## Job A
Show every line of the entries that contains the word "white".

— Start Text to read —

Emperor of Ethiopia
- Reign: 1382 – October 6, 1413
- Predecessor: Newaya Maryam
- Successor: Tewodros I
- Spouse: Seyon Mangasha 'Egzi'e Kebra
- Issue: Tewodros I Yeshaq I Takla Maryam Zara Yaqob Dil Mengesha
- Dynasty: House of Solomon
- Father: Newaya Krestos
- Mother: Lazzab Warqa
- Religion: Ethiopian Orthodox

= Dawit I =

Emperor of Ethiopia from 1382 to 1413

Dawit I (ዳዊት; throne name Qwestantinos) was Emperor of Ethiopia from 1382 until his death on October 6, 1413, and a member of the Solomonic dynasty.

A younger son of Emperor Newaya Krestos (known by his throne name Sayfa Ar'ad) and Lazzab Warqa, Dawit was never meant to ascend the throne. He took the throne from his older brother Newaya Maryam, probably with the help of his sister Dil Sefa, a move that led to conflict among the monastic clergy. There is no royal chronicle covering the years he ruled, so what is known about the period has been pieced together from hagiographies, land grants, and later liturgical and historiographical sources. Historians see Dawit's 33-year reign, which followed the territorial expansion achieved by his predecessors, as a period of consolidation for the Solomonic kingdom.

— End Text to read —
— Start Provided data —

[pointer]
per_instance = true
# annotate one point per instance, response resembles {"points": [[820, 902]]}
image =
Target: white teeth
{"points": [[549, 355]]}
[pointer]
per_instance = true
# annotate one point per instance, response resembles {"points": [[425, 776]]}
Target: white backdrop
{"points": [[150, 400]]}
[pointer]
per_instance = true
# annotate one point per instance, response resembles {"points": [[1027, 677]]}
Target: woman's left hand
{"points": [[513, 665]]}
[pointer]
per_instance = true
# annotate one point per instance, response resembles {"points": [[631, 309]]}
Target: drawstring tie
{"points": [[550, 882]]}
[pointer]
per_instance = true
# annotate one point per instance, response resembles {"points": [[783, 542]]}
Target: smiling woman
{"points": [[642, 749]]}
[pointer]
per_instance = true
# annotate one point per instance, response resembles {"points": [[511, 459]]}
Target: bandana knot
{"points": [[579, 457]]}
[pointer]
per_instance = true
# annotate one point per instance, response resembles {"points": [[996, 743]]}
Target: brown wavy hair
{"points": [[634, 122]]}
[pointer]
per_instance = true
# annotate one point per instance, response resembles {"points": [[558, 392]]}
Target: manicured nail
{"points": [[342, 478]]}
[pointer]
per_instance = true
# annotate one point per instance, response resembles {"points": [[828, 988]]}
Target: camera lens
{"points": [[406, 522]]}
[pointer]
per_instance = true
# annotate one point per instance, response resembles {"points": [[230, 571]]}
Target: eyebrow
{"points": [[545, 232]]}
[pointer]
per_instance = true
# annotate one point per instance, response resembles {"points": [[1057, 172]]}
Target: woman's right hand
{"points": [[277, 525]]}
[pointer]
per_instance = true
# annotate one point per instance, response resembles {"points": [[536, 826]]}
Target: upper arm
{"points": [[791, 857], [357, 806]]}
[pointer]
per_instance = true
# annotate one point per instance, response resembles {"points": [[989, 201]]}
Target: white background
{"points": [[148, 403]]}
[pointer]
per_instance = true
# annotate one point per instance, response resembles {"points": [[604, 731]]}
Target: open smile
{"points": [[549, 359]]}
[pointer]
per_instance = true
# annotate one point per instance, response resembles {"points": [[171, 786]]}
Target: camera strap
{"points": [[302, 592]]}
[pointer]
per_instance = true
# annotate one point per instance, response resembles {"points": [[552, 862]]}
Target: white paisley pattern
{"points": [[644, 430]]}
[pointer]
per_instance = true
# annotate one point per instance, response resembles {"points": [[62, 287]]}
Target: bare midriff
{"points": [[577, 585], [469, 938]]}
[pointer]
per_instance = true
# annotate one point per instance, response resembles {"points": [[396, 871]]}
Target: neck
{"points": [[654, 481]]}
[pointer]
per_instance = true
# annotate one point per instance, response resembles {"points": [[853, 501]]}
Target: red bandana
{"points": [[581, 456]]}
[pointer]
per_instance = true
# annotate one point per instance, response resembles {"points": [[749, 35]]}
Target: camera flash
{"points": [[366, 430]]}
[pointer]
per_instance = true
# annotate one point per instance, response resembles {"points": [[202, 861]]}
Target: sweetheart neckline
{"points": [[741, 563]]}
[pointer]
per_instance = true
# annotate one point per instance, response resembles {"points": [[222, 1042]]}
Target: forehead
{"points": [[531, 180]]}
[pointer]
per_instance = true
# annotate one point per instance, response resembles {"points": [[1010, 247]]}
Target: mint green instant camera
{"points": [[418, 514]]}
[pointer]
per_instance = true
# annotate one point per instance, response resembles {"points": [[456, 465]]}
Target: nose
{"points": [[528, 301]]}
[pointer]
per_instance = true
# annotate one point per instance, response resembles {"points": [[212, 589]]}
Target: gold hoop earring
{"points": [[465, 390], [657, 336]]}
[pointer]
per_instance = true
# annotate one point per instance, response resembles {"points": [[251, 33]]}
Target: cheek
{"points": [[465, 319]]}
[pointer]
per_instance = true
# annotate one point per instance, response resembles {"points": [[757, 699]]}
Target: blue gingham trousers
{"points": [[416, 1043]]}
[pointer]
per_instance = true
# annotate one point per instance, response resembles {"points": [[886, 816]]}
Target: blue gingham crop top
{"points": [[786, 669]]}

— End Provided data —

## Job B
Based on the article about Dawit I, mark each statement yes or no. Support each answer with the deciding words from the article, quoted exactly. (i) Dawit was the eldest son of Newaya Krestos. (ii) A royal chronicle covers the years of Dawit's reign. (iii) Dawit's throne name was Qwestantinos.

## Complete output A
Target: white teeth
Target: white backdrop
Target: white background
Target: white paisley pattern

## Complete output B
(i) No: "A younger son of Emperor Newaya Krestos"
(ii) No: "There is no royal chronicle covering the years he ruled"
(iii) Yes: "throne name Qwestantinos"